> _BRIEF_:
Leave out the pictures, then reproduce the rest of the material exactly.

> _MATERIAL PROVIDED_:
________

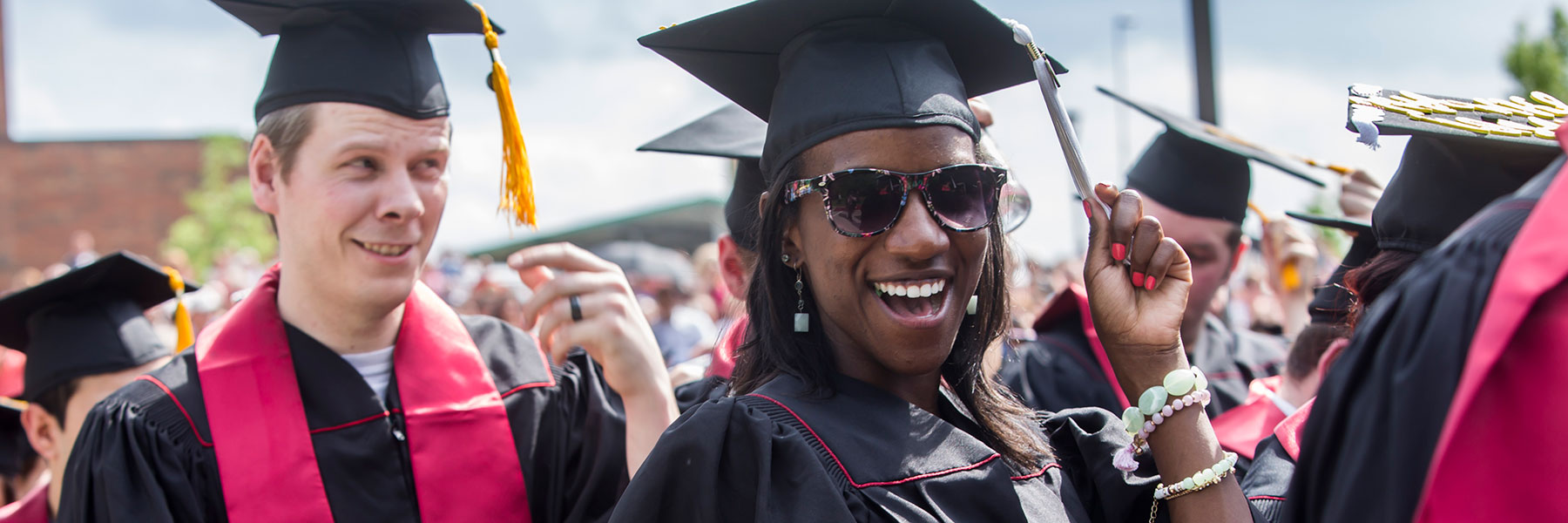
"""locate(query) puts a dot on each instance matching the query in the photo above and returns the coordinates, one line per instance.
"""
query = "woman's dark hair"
(1309, 346)
(1374, 277)
(774, 348)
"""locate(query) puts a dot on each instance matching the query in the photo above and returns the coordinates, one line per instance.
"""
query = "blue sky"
(588, 95)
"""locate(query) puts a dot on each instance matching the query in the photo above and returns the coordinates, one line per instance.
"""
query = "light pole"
(1203, 58)
(1119, 70)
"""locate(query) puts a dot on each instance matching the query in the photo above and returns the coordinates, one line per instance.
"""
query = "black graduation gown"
(864, 454)
(146, 456)
(1380, 411)
(1058, 370)
(1269, 479)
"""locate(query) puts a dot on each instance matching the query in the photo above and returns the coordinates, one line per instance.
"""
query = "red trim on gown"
(1074, 301)
(462, 452)
(1497, 458)
(1239, 429)
(33, 507)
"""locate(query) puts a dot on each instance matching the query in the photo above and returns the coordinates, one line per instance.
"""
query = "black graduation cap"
(1199, 168)
(1333, 301)
(1511, 125)
(376, 54)
(729, 132)
(1446, 173)
(815, 70)
(368, 52)
(88, 321)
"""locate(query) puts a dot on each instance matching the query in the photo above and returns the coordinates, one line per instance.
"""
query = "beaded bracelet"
(1189, 385)
(1200, 481)
(1125, 459)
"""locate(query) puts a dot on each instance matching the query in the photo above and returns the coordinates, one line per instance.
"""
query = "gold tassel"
(182, 317)
(517, 187)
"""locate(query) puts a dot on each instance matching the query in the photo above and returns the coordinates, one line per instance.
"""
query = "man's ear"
(266, 174)
(43, 431)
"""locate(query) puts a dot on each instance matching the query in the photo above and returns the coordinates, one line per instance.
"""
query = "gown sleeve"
(578, 446)
(127, 467)
(1084, 442)
(727, 460)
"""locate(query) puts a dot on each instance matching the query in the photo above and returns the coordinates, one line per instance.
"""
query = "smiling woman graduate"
(860, 395)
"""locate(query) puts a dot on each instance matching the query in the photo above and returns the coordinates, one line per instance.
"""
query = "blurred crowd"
(689, 305)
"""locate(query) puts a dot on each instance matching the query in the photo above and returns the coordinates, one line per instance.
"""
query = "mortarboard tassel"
(517, 187)
(182, 317)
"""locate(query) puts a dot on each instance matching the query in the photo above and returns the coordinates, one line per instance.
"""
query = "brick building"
(125, 192)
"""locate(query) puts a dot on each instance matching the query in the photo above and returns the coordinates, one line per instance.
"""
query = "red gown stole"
(1497, 458)
(460, 442)
(33, 507)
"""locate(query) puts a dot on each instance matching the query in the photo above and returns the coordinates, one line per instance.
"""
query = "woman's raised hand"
(1137, 286)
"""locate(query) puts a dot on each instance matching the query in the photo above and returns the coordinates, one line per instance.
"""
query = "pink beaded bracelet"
(1152, 411)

________

> _RESPONSE_:
"""locate(query) puts a dot on each instance matching the query in the photo above and returns the coordinates, one line per instance.
"""
query = "woman's dark hair"
(1309, 346)
(1374, 277)
(774, 348)
"""locate(query) puts a dot on each instance matching the query in the photo above and returns the coordinates, one line per instance.
"""
query = "blue sky"
(588, 95)
"""locate(query) puts a dot on each instance matching the query in the photo above and returns the coordinates, one line per instance.
"""
query = "light pole"
(1203, 58)
(1119, 70)
"""locate(query) puts a dot on each instance matching the query in the photo above and returns the coordinates, one line per instance.
"""
query = "black graduation gown"
(864, 454)
(146, 456)
(1380, 411)
(1058, 370)
(1269, 479)
"""locate(query) puts a dot on each instance matching the query in the photo above and returns the coordinates, one line per instance.
"""
query = "red trim on gown"
(1074, 301)
(462, 452)
(1497, 458)
(1239, 429)
(33, 507)
"""locate(query) puts a dot on each instance matching the query in the photo above and returns the coordinates, one line per instance.
"""
query = "black graduation cap"
(1199, 168)
(1333, 301)
(1511, 125)
(376, 54)
(729, 132)
(1446, 173)
(815, 70)
(368, 52)
(88, 321)
"""locate(query) puts a dot on each instance matching the query in the photo above and returns the coordinates, one line per instance.
"""
query = "beaded bracelet"
(1189, 385)
(1200, 481)
(1125, 459)
"""locate(query) puts a dot on each instance matching the query in the photo above and returns the coordinates, one line per instance.
"""
query = "gold tassel"
(182, 317)
(517, 187)
"""locate(query) puts a dot on each instance matching the query in the photo above and returns the coordinates, one line per instance.
"""
query = "man's ear"
(266, 174)
(43, 431)
"""locate(query) puts a dot on each instance matching the query in the photo above and returns the coordinates, one line per instance.
"""
query = "gown sleeve"
(578, 446)
(127, 467)
(1084, 442)
(727, 460)
"""locate(query) puts a dot on each instance matching the query in the photo above and returns the coordinates, one line per instance.
"""
query = "smiling woman graduate"
(860, 395)
"""locate(query) puts a dot on each instance matching the query in the photo above and returns the coordinates, one line per instance.
"""
query = "blurred crowd"
(689, 305)
"""locate(query) puts a dot on each instance matching the query in the photo above and returns the coordinates, one line per instance.
"""
query = "mortarboard tassel"
(517, 187)
(182, 317)
"""locate(query) puts a dot on each instance matching the query in the photo above and returns the coordinates, one line per instance.
"""
query = "brick building"
(125, 192)
"""locate(query) puts a dot on each instance matching the query in the photo above and returns the coordinates, one line per instance.
"""
query = "red gown stole"
(1497, 458)
(460, 442)
(33, 507)
"""locate(query) puts a dot on each instance matching the query in the photo above and returns the coordinates, one line per instance.
"""
query = "woman's raised hand"
(1137, 286)
"""locate(query) puts a dot on each instance matching the query in the photo above and returns the coordinates, one line per instance.
"""
query = "pink beaded bracelet"
(1152, 411)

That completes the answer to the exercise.